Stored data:
☆ ☆ ☆ ☆
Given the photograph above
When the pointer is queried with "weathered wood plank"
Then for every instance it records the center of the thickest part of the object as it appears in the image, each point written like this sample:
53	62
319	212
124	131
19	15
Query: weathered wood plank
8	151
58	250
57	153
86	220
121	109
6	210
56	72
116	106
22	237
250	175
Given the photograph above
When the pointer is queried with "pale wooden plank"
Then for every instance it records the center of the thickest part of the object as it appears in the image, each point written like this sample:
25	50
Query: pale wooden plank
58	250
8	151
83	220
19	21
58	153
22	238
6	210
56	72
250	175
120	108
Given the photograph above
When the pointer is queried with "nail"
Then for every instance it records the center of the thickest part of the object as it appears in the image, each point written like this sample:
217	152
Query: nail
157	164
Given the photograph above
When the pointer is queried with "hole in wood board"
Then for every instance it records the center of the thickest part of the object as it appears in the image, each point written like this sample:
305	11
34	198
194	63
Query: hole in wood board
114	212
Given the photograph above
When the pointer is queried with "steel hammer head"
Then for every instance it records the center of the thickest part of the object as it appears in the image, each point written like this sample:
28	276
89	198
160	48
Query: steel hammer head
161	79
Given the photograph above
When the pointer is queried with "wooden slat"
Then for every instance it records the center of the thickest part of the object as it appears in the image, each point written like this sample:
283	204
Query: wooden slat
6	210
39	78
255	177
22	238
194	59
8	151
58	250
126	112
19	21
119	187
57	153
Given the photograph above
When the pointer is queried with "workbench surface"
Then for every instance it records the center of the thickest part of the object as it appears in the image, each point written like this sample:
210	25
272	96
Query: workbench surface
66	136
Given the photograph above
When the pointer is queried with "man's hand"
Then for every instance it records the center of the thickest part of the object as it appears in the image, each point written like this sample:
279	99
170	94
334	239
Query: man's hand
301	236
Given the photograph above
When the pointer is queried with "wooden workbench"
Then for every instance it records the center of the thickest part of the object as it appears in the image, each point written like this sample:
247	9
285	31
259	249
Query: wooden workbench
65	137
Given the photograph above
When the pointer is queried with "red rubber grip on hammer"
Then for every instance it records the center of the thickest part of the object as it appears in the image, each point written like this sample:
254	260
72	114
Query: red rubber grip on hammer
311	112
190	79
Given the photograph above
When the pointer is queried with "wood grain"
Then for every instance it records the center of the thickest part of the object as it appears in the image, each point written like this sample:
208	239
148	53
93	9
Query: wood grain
☆ ☆ ☆ ☆
* [ACTIVITY]:
Above are the records. Copy every line in them holding "When".

* [REPLY]:
When the pointer is queried with "weathered wood plank"
When the pointer is queried with "pale wooden plank"
When the pointer is queried with "nail"
When the pointer is queried with "hole in wood board"
When the pointer is queried with "steel hammer head"
When the pointer is queried with "wooden slat"
When the pointer is queried with "workbench surface"
When the pointer is queried with "man's hand"
When the pointer is queried with "wooden workbench"
When the pointer is queried with "red rubber grip on hammer"
When the pointer is queried with "wood grain"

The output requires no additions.